:: PROBLEM TO WORK ON ::
In the entries below, find the line containing "Task: where can the shrub" and the line containing "Task: where can the cumulus". Copy those two lines and everything between them exactly, without the pictures.

:: INPUT RECORDS ::
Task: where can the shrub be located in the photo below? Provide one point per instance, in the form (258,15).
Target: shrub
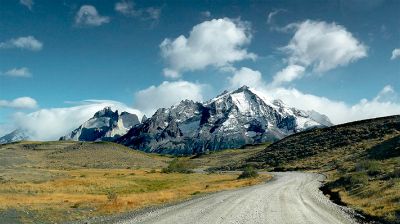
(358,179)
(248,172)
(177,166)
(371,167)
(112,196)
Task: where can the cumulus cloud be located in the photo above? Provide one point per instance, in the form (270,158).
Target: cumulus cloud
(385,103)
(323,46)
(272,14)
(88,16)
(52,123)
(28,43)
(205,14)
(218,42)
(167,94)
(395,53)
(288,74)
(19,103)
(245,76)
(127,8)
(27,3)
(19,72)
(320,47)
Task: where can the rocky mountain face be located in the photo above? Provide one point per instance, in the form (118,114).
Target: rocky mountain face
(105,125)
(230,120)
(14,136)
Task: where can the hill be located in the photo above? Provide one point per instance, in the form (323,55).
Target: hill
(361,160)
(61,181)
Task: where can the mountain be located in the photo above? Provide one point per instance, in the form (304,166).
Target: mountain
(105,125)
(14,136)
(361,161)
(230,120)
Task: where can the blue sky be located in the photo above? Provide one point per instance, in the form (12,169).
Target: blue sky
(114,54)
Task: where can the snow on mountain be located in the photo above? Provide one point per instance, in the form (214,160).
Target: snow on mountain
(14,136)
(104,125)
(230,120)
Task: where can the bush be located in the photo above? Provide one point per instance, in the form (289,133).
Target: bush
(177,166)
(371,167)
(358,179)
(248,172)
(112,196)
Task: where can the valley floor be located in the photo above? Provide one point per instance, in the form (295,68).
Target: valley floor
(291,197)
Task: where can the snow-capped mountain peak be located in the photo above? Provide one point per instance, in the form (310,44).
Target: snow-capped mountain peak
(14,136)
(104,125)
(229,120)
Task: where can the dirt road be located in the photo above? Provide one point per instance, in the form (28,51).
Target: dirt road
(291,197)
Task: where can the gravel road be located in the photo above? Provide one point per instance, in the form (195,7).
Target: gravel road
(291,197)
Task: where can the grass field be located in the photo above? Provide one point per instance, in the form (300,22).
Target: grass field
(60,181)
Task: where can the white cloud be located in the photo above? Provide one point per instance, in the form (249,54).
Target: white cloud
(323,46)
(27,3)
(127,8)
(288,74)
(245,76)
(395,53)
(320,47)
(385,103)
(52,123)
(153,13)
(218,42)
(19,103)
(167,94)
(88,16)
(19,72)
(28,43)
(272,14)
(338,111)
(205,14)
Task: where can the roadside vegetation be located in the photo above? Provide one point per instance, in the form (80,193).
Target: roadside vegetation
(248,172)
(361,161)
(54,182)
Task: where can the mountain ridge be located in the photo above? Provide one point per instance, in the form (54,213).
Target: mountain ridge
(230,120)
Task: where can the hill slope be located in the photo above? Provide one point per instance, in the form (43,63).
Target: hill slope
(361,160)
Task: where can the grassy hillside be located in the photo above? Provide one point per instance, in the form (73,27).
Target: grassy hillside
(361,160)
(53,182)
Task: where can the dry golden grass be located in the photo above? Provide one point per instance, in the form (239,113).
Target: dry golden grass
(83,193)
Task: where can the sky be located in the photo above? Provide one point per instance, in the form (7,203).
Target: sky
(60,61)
--
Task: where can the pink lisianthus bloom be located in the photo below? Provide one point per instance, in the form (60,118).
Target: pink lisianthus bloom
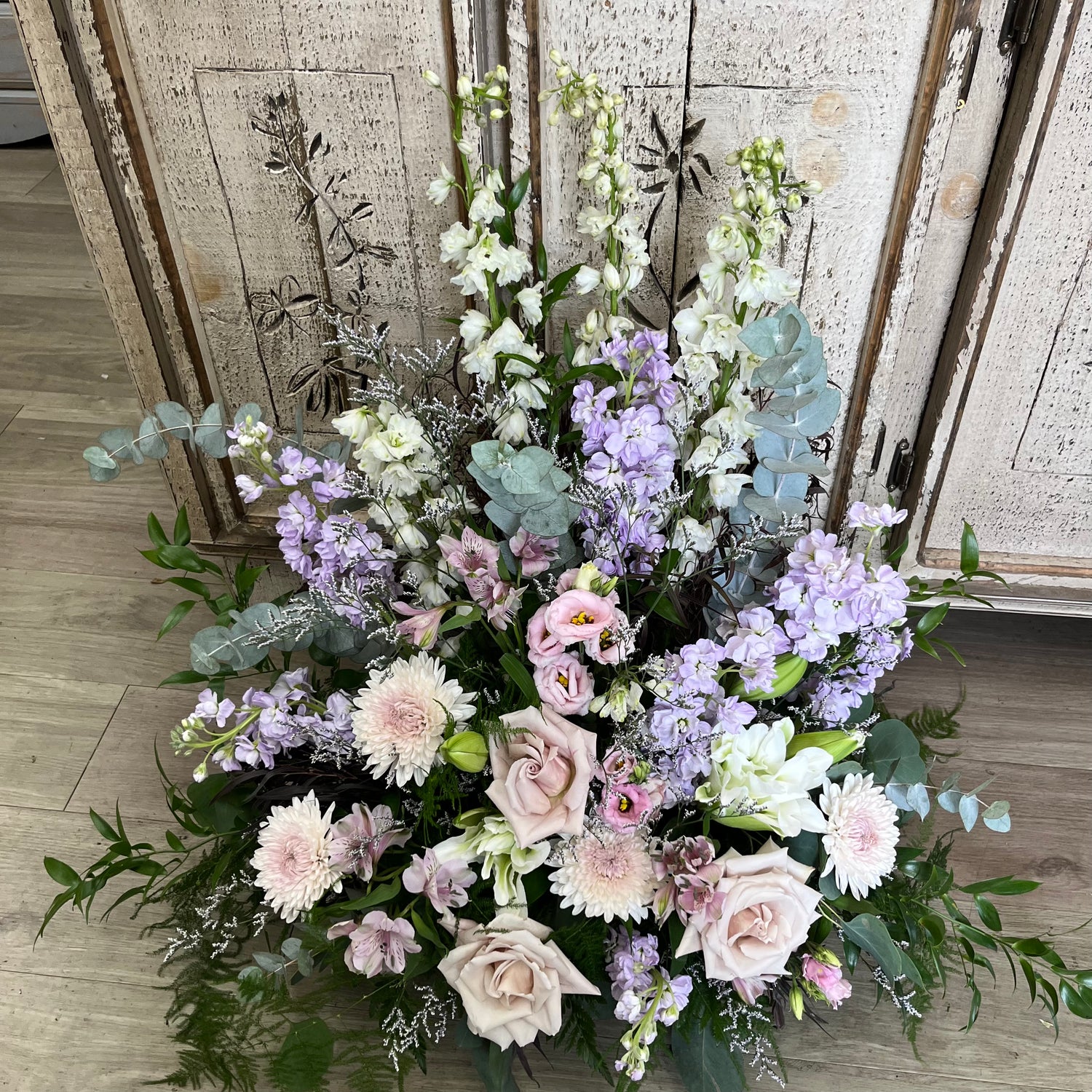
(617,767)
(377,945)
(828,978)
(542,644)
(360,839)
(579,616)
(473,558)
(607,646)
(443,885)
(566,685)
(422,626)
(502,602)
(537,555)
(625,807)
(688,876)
==
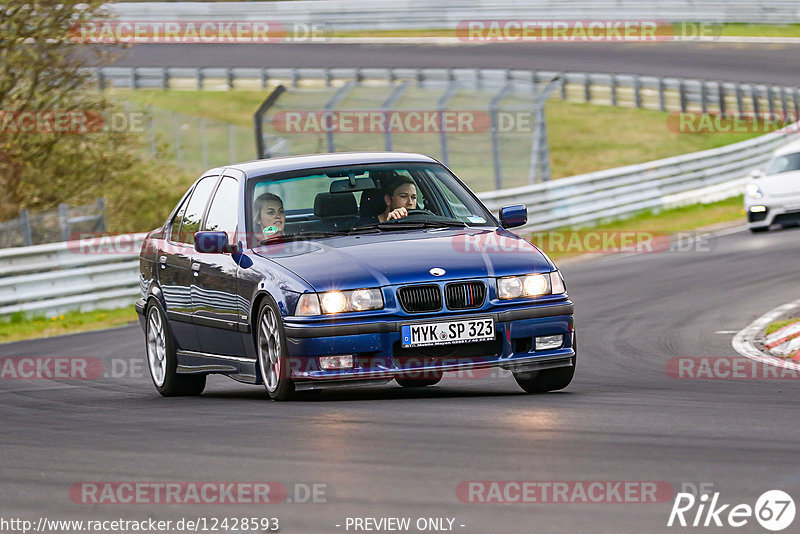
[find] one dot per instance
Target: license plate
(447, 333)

:: EXERCISE RESULT ::
Task: where can the shrub be located in the photo below? Provide one point per instance, in the form (258,15).
Target: shrub
(358,179)
(248,172)
(177,166)
(371,167)
(112,196)
Task: where can the cumulus cloud be located in the photo above? Provide one point per instance, in the form (270,158).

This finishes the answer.